##### TEXT EXTRACT
ZOJ 1484 Minimum Inversion Number
归并排序求逆序数。。。。
Minimum Inversion Number Time Limit: 2 Seconds Memory Limit: 65536 KB
The inversion number of a given number sequence a1, a2, ..., an is the number of pairs (ai, aj) that satisfy i < j and ai > aj.
For a given sequence of numbers a1, a2, ..., an, if we move the first m >= 0 numbers to the end of the seqence, we will obtain another sequence. There are totally n such sequences as the following:
a1, a2, ..., an-1, an (where m = 0 - the initial seqence)
a2, a3, ..., an, a1 (where m = 1)
a3, a4, ..., an, a1, a2 (where m = 2)
...
an, a1, a2, ..., an-1 (where m = n-1)
You are asked to write a program to find the minimum inversion number out of the above sequences.
Input
The input consists of a number of test cases. Each case consists of two lines: the first line contains a positive integer n (n <= 5000); the next line contains a permutation of the n integers from 0 to n-1.
Output
For each case, output the minimum inversion number on a single line.
Sample Input
10
1 3 6 9 0 8 5 7 4 2
Sample Output
16
Source: ZOJ Monthly, January 2003
#include <iostream>
#include <cstdio>
#include <cstring>
#include <algorithm>
using namespace std;
int a[5500],b[5500],t[5500],n,nixushu=0;
void merge_sort(int l,int r)
{
if(l>=r) return;
int m=(l+r)/2;
merge_sort(l,m); merge_sort(m+1,r);
int q=0,left=m-l+1,right=r-m,nl=0,nr=0;
while(nl<left&&nr<right)
{
if(a[l+nl]<a[m+1+nr])
{
t[q]=a[l+nl];
nl++;
}
else if(a[m+1+nr]<a[l+nl])
{
nixushu+=m-l-nl+1;
t[q]=a[m+1+nr];
nr++;
}
q++;
}
while(nl<left)
{
t[q]=a[l+nl]; q++; nl++;
}
while(nr<right)
{
t[q]=a[m+1+nr]; q++; nr++;
}
for(int i=l;i<=r;i++)
a[i]=t[i-l];
}
int main()
{
while(scanf("%d",&n)!=EOF)
{
for(int i=0;i<n;i++)
scanf("%d",a+i),b[i]=a[i];
nixushu=0;
merge_sort(0,n-1);
int ans=nixushu,last=nixushu;
for(int i=0;i<n;i++)
{
last=last+(n-1-b[i])-b[i];
ans=min(ans,last);
}
printf("%d\n",ans);
}
return 0;
}
##########
GIVEN TASK A:
Tell whether each statement below agrees with the Minimum Inversion Number problem page, answering yes or no and quoting the words of the text that decide it. (i) The value of n is at most 5000. (ii) The memory limit is 32768 KB. (iii) Each input sequence is a permutation of the integers from 1 to n.
The records that follow are unrelated to the text.
##### DATASET RECORDS
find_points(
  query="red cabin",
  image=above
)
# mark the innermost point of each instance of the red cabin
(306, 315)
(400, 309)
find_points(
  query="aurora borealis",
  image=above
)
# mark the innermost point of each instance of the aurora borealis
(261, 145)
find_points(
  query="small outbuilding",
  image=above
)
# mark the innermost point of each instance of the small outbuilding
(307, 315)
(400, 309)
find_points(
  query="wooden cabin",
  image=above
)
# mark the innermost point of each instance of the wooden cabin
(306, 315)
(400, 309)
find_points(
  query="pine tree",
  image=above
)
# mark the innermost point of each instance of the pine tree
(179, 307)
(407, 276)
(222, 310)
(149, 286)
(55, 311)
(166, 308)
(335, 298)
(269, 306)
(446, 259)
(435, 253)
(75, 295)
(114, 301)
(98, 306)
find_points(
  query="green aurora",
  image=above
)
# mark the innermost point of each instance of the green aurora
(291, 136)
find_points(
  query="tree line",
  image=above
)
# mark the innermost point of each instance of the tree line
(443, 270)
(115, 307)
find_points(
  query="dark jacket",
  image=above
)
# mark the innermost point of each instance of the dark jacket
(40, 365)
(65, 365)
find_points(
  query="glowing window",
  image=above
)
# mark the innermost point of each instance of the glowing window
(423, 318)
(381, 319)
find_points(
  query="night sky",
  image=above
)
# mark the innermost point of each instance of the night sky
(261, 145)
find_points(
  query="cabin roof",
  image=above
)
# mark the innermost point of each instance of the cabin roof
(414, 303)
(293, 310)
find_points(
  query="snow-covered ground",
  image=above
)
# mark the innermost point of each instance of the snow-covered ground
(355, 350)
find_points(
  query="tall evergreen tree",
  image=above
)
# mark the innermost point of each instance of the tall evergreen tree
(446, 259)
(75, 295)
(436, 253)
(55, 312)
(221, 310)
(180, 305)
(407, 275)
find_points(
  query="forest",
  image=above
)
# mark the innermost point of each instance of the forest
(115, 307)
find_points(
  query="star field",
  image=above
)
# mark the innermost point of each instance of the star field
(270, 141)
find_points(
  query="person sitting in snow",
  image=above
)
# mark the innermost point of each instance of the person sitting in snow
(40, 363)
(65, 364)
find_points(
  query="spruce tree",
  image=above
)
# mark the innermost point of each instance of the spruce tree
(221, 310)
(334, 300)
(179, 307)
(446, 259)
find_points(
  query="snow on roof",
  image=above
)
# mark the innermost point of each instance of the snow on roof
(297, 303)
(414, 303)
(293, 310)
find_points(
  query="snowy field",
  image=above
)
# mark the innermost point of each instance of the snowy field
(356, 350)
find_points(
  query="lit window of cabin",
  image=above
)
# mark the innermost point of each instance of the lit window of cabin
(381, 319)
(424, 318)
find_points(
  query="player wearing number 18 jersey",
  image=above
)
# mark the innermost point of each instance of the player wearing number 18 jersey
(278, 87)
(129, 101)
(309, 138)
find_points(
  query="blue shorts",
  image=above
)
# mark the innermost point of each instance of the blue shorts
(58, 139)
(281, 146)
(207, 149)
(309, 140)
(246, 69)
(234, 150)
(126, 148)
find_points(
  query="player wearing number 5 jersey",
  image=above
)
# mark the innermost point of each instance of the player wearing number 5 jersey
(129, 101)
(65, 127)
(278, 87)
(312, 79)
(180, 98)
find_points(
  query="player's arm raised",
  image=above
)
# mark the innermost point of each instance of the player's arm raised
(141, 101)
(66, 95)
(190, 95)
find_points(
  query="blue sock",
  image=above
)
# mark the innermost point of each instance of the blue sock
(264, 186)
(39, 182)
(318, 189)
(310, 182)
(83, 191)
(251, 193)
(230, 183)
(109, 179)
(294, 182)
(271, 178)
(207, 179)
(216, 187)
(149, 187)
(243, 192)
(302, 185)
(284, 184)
##########
GIVEN TASK B:
Extract every line of the records that contains the string "spruce", treating uppercase and lowercase as different.

TASK RESULT A:
(i) Yes: "n <= 5000"
(ii) No: "Memory Limit: 65536 KB"
(iii) No: "a permutation of the n integers from 0 to n-1"

TASK RESULT B:
  query="spruce tree",
# mark the innermost point of each instance of the spruce tree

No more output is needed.